EXTRACTED RECORDS:
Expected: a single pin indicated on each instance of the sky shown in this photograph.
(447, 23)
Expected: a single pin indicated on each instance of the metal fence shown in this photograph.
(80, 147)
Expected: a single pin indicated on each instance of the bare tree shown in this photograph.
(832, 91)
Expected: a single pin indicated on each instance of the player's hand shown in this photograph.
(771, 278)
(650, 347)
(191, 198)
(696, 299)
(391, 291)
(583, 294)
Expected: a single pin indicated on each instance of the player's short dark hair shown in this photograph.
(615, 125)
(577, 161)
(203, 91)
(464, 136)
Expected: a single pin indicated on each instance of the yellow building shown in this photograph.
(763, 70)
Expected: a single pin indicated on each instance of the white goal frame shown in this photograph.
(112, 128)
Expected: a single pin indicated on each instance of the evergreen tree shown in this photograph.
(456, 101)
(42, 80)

...

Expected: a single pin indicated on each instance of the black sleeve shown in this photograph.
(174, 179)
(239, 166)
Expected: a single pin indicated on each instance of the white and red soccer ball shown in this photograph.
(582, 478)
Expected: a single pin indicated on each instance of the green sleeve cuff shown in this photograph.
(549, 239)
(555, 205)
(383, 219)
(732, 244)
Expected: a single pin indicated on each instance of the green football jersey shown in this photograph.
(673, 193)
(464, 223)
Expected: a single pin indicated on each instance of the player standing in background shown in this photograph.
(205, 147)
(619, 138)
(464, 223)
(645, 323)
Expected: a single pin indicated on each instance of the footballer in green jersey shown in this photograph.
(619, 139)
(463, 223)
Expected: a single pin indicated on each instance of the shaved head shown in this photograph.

* * *

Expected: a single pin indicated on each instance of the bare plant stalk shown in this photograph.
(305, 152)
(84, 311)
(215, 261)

WRITTEN INSTRUCTION:
Reproduce verbatim the lines above, from the line containing "background shown in this photograph." through, and including, the line containing "Expected: a single pin indicated on each instance of the shaved".

RESPONSE BELOW:
Expected: a single pin indicated on each instance of the player standing in background shown in this photograph.
(205, 147)
(619, 138)
(464, 223)
(645, 323)
Expected: a single pin indicated on each instance of the footballer in green jersey shown in this photograph.
(619, 139)
(463, 223)
Expected: a single pin indicated on each instance of the shaved head shown in this photograph.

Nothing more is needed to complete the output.